• _REQUIRED TASK_
Edit the rows from the line containing "blue sky, each" through the line containing "[(650, 353), (212, 335), (464, 325)]", changing "field-scouting log" to "site survey log" and leaving everything else as is. Output only those lines.

▶

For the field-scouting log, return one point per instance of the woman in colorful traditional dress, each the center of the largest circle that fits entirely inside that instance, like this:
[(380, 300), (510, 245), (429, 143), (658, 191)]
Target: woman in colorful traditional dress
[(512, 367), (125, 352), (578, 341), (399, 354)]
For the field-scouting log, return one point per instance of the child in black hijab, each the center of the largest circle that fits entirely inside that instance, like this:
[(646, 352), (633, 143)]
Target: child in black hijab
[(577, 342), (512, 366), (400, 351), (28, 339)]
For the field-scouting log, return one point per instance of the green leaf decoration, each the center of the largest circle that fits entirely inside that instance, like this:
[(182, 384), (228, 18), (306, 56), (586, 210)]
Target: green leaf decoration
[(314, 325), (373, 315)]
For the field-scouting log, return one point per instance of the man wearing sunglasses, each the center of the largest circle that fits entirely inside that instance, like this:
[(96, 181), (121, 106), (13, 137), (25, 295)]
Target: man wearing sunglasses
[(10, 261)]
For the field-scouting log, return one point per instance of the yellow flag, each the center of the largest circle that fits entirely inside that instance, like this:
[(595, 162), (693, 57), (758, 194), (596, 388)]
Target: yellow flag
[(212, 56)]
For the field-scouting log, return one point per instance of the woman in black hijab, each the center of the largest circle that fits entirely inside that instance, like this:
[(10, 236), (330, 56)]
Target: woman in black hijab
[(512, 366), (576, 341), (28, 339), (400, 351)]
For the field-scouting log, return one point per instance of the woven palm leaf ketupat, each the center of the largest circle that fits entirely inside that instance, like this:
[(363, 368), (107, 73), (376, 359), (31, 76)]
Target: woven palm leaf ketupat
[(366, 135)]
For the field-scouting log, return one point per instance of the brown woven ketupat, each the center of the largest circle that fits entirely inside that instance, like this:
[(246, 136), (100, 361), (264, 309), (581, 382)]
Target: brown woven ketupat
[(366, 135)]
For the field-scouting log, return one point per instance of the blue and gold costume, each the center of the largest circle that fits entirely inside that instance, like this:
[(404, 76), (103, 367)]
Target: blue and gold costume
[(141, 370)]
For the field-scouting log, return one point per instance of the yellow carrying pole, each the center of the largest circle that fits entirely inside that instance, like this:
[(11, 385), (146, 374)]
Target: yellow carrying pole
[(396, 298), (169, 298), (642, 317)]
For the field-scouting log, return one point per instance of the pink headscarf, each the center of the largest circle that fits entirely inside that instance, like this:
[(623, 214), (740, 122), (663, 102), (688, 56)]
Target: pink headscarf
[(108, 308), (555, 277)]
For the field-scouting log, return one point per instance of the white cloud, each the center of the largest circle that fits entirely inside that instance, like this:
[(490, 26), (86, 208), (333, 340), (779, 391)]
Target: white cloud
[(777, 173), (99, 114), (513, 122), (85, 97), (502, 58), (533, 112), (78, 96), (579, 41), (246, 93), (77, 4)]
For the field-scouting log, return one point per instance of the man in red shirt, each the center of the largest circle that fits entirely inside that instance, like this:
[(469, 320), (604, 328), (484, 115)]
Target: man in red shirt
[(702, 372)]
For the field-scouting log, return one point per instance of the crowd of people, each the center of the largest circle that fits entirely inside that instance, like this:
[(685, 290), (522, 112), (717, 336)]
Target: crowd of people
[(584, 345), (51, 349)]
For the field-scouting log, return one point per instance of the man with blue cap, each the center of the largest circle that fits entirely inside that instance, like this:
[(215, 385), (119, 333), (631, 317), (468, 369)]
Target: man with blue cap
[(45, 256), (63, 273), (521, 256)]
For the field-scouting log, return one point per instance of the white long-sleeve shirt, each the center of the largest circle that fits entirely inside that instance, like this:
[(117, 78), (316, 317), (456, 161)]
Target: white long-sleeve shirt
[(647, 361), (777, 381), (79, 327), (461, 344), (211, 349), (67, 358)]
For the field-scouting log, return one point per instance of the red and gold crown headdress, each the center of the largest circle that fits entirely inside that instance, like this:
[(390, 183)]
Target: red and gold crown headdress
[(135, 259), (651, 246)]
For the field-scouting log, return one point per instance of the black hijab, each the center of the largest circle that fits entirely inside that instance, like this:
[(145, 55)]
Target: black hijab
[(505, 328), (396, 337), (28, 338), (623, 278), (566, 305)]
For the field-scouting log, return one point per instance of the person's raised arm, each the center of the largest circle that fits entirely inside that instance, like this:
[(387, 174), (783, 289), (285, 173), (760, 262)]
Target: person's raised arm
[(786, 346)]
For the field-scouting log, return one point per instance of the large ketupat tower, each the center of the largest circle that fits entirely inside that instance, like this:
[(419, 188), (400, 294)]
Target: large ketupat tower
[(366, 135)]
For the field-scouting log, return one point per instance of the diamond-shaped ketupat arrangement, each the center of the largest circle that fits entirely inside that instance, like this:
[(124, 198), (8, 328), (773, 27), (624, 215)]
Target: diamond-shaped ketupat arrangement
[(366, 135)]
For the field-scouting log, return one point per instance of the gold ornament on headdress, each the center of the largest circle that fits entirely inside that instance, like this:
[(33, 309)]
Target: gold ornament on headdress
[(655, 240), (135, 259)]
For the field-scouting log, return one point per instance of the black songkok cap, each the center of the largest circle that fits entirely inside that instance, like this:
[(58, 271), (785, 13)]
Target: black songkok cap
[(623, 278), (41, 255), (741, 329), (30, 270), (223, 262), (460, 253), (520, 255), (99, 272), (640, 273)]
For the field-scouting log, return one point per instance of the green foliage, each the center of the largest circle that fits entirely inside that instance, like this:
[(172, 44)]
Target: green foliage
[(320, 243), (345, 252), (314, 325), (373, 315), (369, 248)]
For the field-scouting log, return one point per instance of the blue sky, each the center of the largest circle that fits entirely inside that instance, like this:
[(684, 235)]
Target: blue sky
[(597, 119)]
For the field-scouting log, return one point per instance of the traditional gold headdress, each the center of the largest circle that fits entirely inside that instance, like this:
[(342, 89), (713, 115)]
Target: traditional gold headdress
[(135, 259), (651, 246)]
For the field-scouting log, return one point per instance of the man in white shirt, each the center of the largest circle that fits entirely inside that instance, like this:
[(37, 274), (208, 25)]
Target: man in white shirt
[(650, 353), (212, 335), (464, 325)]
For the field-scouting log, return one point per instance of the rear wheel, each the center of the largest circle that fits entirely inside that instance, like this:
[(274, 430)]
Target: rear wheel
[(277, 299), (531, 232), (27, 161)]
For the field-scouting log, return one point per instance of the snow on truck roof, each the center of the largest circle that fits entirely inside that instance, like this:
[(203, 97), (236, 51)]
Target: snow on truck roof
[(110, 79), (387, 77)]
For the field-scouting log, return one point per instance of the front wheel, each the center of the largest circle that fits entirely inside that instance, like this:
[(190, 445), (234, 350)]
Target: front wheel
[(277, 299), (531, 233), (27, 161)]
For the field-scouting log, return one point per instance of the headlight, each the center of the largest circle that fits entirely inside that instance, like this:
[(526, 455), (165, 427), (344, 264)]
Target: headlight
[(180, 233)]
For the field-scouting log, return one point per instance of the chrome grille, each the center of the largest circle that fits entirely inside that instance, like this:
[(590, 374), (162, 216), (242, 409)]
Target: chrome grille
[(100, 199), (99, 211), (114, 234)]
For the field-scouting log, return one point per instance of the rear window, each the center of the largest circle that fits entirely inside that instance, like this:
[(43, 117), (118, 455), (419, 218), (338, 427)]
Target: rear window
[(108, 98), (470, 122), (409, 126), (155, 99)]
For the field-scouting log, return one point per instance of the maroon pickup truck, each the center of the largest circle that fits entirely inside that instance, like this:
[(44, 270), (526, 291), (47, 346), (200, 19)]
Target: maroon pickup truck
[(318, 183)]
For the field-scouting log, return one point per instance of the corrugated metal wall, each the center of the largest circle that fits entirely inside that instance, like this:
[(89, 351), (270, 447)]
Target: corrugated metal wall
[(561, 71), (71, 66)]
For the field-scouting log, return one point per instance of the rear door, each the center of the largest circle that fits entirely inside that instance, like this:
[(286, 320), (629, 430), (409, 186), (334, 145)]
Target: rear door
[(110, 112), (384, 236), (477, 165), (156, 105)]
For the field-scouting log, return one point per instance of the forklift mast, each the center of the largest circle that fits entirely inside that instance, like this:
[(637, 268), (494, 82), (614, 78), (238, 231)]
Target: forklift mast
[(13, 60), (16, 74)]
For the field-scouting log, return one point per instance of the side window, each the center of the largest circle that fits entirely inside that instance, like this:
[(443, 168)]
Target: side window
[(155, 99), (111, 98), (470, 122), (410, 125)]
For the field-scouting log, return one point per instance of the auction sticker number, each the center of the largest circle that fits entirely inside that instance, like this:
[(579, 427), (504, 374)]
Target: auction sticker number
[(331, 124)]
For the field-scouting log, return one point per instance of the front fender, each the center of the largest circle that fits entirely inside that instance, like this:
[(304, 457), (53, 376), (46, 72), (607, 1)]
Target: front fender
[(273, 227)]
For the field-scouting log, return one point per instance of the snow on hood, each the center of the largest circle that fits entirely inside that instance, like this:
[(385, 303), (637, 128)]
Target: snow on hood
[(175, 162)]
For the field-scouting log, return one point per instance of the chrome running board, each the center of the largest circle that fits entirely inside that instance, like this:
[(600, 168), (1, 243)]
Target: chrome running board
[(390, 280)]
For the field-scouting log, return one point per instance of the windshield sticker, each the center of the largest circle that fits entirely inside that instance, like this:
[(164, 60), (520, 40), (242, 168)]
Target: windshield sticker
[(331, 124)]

◀

• _TASK ANSWER_
For the site survey log, return one point per instance of the blue sky, each the center of the largest circle that fits entirely inside that instance, like this:
[(684, 235)]
Target: blue sky
[(597, 119)]
For the site survey log, return one point per instance of the traditional gold headdress, each the center of the largest circle that fits entirely inside that instance, like this:
[(342, 89), (713, 115)]
Target: traditional gold headdress
[(135, 259), (651, 246)]
For the site survey log, return one point per instance of the man in white shirt, each the center of the largest circle that fits entirely inside that instance, like this:
[(37, 274), (208, 25)]
Target: man in white shirt
[(650, 353), (212, 335), (464, 325)]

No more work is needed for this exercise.